## SELECTED EXTRACT
────────────────

Over the summer no media report on the state of the NHS was complete without mention of the postcode lottery in treatments, either through challenges to primary care trust exceptional case panels or the perceived ethics of the current rules on top-ups.
The Richards review into top-ups may help with one of these issues, but exceptional case panel decision-making is a story that is likely to run and run. The danger with this is in the continuing damage it could cause to the reputation of the health service and PCTs in particular. This begs the question, do we need to consider more radical policy solutions, or should those in favour of localism - all political parties, for example - simply make a stronger and more robust defence of the approach?
Exception panels originally emerged out of commissioners' wish to exclude certain types of treatment - particularly where there is evidence that the treatment is of limited effectiveness. Their remit has grown to include applications for high-cost drugs, in particular those not approved by the National Institute for Health and Clinical Excellence and other treatments not covered in the national tariff or other contractual arrangements.
This evolution has required a broadening of the expertise and capacity of those sitting on panels. Panels ideally also require a carefully developed ethical and decision framework and a well-designed process but the extent to which these has been developed is variable.
The question is whether, despite this evolution, investment and development, this is the best way of making decisions about complex questions of rare and expensive treatments rather than their simpler, original role of considering exceptions to blanket bans on a small number of treatments.
The simplest alternative is to try to improve the system as it stands, both through the speeding up of NICE decision-making and the work of the National Prescribing Council which, in the next six months, is likely to produce revised guidance on the structure, formation and process for exceptional case panels.
These two initiatives may help provide a well-designed process, improving decision-making, but it won't change the fact that decisions will differ from area to area. This will not end the variation that so concerns the public.
Another option is to create a regional or national approach to exceptional cases. The attraction of this is that it would reduce variation and allow the development and concentration of expertise and would have sufficient work to justify professional ethical and economics advice.
However, while this might solve the problem of variation, the additional bureaucracy, inevitable delay and creation of a body that would become a focus for lobbying and legal challenge makes this option look unattractive. It also removes responsibility further away from those who should be taking decisions.
Who should be taking them? A key principle is that where possible, decisions about patients should be taken as close to them as possible, with PCTs focused on the health of the local population and clinicians dealing with individual patients.

────────────────

## EXCERPTED RECORDS
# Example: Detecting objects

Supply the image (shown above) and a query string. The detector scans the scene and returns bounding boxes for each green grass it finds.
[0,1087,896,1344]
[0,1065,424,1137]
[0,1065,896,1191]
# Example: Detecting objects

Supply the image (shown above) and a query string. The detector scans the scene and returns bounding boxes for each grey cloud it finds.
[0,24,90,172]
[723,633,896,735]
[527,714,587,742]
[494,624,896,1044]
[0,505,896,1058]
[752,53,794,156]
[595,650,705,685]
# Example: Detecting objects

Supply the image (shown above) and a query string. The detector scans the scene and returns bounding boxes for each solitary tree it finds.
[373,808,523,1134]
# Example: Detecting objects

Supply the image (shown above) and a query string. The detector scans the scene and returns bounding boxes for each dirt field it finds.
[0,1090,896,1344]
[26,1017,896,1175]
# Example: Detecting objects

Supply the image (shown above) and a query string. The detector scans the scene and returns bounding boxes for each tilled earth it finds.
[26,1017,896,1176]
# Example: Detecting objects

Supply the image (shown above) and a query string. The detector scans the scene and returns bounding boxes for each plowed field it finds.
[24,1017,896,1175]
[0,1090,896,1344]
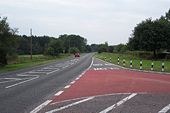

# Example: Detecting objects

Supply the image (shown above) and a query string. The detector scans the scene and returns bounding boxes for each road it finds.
[0,54,170,113]
[0,54,93,113]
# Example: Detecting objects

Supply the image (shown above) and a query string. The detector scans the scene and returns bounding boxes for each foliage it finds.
[113,44,127,53]
[70,47,80,54]
[98,42,108,53]
[128,11,170,57]
[45,39,63,56]
[0,17,17,66]
[59,34,87,53]
[17,35,54,55]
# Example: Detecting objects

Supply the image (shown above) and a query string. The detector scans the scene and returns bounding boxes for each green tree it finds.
[45,39,63,56]
[0,17,17,65]
[59,34,87,52]
[98,42,109,53]
[128,17,170,56]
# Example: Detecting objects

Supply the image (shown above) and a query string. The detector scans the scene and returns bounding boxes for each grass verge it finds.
[95,53,170,72]
[0,54,70,74]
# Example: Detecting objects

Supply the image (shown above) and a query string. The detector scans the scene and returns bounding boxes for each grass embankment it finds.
[0,54,70,73]
[95,53,170,72]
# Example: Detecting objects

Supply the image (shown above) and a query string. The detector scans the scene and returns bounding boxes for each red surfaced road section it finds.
[53,70,170,102]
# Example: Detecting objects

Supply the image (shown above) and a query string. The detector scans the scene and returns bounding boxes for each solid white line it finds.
[30,100,52,113]
[0,78,22,84]
[64,85,71,89]
[46,97,94,113]
[5,76,39,89]
[17,73,39,77]
[26,71,46,74]
[55,91,64,96]
[47,69,60,75]
[70,81,76,84]
[158,104,170,113]
[100,93,137,113]
[76,77,80,80]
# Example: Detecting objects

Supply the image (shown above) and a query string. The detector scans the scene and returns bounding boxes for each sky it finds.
[0,0,170,45]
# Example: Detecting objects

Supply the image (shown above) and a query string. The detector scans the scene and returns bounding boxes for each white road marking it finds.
[5,76,39,89]
[46,97,94,113]
[55,91,64,96]
[0,78,22,84]
[30,100,52,113]
[64,85,71,89]
[105,63,113,66]
[76,77,80,80]
[32,58,94,113]
[50,93,134,105]
[47,69,60,75]
[100,93,137,113]
[158,104,170,113]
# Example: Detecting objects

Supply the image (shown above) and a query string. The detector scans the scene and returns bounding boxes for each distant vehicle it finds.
[74,53,80,57]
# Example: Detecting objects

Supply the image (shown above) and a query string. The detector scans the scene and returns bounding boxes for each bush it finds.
[70,47,80,54]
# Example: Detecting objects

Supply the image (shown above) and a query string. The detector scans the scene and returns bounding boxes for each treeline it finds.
[0,17,91,66]
[127,10,170,57]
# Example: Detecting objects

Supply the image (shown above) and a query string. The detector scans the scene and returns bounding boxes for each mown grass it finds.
[95,53,170,72]
[0,54,70,73]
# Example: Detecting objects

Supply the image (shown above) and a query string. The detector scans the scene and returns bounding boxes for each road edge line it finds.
[30,100,52,113]
[99,93,137,113]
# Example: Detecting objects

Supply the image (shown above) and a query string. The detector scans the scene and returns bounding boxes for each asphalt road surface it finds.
[0,54,93,113]
[0,54,170,113]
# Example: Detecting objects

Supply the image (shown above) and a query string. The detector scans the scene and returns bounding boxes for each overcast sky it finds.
[0,0,170,45]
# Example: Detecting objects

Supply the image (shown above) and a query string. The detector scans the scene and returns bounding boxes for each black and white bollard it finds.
[162,62,165,72]
[117,57,120,65]
[130,59,133,68]
[151,61,154,71]
[123,59,126,66]
[140,59,142,70]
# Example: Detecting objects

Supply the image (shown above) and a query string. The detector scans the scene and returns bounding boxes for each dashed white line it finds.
[55,91,64,96]
[30,100,52,113]
[0,78,22,84]
[100,93,137,113]
[158,104,170,113]
[5,76,39,89]
[46,97,94,113]
[47,69,60,75]
[64,85,71,89]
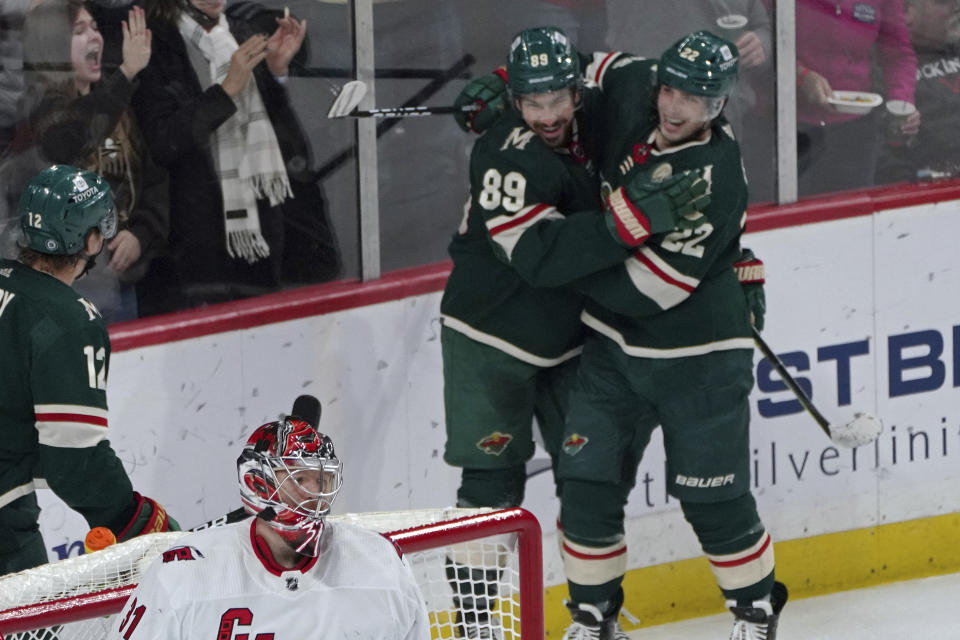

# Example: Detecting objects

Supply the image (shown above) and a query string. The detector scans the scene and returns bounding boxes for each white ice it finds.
[629,573,960,640]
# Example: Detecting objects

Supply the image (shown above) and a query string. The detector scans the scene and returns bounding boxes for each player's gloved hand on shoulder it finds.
[453,69,509,133]
[733,249,767,331]
[117,491,180,542]
[607,171,710,247]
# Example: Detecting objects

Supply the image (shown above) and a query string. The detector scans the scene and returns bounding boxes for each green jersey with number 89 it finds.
[441,101,629,366]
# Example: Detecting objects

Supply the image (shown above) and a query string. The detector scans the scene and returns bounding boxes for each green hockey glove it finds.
[117,491,180,542]
[453,69,509,133]
[733,249,767,331]
[607,171,710,247]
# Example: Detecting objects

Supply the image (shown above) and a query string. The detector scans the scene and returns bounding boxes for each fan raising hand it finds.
[267,12,307,76]
[120,6,152,80]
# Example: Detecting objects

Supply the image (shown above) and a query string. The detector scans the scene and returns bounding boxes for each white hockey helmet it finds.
[237,416,343,556]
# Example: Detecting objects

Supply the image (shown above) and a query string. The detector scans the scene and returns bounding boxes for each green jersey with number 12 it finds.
[0,260,133,532]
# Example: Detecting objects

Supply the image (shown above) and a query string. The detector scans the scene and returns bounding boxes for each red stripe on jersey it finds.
[34,413,107,427]
[710,533,770,567]
[563,543,627,560]
[593,51,619,84]
[490,204,550,236]
[633,251,695,293]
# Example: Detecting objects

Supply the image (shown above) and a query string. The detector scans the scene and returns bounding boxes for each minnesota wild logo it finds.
[477,431,513,456]
[630,142,653,164]
[562,433,590,456]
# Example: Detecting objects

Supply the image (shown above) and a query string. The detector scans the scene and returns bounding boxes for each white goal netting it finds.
[0,508,543,640]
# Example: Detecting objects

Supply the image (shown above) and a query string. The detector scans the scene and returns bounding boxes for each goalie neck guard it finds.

────────────────

## PROBLEM STATEMENT
Write the next few paragraphs of the article on NHS exceptional case panels, starting after its final sentence.

## ANSWER SPACE
PCTs as commissioners should therefore be concerned with outcomes, and except where care is unsafe or seriously departs from the evidence, they should not be involved in the minutiae of care design. Problems arise when the cost of drugs is not included in the tariff: either because they are explicitly excluded or because the tariff lags behind the pace of clinical progress.
It is worth pointing out, however, that there is no particular reason to expect the tariff to match the costs of providing care exactly. Payment systems are designed to pass much of the risks to providers on the basis that they have the expertise to manage it most appropriately. The tariff should be adjusted to recognise the risk that high-cost drugs may be required. Where risk is hard to attribute to a particular bit of the tariff, or may not be part of the tariff system, providers or commissioning cancer networks could be given a single fund to assist in managing the risks of having a small number of patients requiring high-cost treatment. In short, clinicians would be given the money up front and be responsible for making the decisions about what to fund and, of course, justifying those decisions.
A system similar to this operates in France, whereby providers can prescribe according to an approved list and for high-cost exceptions a budget is agreed - but the detailed management of this is dealt with by the hospital and its clinicians. In Germany and the Netherlands, the approach also seems to be based on providers making decisions about the specification of patients' care, with payers specifying areas that are not covered.
This would be a radical departure from current policy, but would meet the demands of oncologists and some of the most vocal lobbying groups.
Yet it gives rise to some serious questions. Is it more or less transparent than the current decision-making process? Will it lead to better decision-making for patients? Will it lead to increasing, rather than decreasing, levels of conflict between the funding body, PCTs and acute providers?
Many clinicians dislike and are highly critical of the exception panel system. The alternative is for them to take responsibility for making difficult decisions about resource allocation in addition to those they already take.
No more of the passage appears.